**Requirement**
The expected answer is the full listing, repeated exactly and free of images.

**Task data**
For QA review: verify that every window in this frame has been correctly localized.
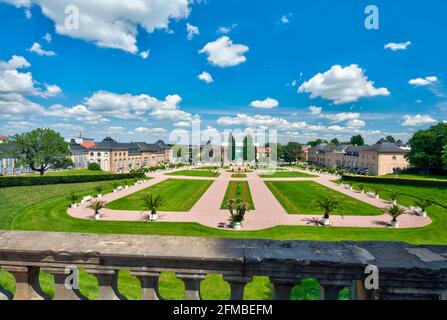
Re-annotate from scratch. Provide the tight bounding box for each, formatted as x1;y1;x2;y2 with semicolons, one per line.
97;152;101;157
392;156;397;161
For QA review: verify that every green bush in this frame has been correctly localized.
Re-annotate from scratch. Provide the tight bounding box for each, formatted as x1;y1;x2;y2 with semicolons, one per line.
88;162;102;171
342;175;447;188
0;172;145;188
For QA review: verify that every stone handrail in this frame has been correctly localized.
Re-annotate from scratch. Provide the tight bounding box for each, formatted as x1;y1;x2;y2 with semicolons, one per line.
0;231;446;300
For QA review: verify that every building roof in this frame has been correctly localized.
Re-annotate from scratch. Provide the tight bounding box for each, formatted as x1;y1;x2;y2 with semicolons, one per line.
310;142;410;155
0;134;7;140
91;137;170;154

**Answer to the problem**
For QA review: verify that every window in this frame has been correctly localized.
Re-annotate from scratch. Provide the tight bounding box for each, formatted as x1;y1;x2;y2 with semicolons, one per line.
97;152;101;157
392;156;397;161
For QA review: verify that every green bush in this frame has been correctly localized.
Re-annotate from scratch. Provide the tight bounding box for each, formatted as x1;y1;x2;y2 with semicolons, one per line.
88;162;102;171
342;175;447;188
0;172;145;188
For QA review: verify that every stone handrail in this frame has been correctly localized.
Re-annotate from scratch. Provide the tight bounding box for each, formatted as x1;y1;x2;y2 with semicolons, one per line.
0;231;446;300
For QA review: verify that every building roof in this frame has been correctly localized.
Re-annotate from scratch. Provide the tight bounding box for each, formatted as x1;y1;x2;y2 with semicolons, one per line.
310;142;410;155
0;134;7;140
91;137;170;154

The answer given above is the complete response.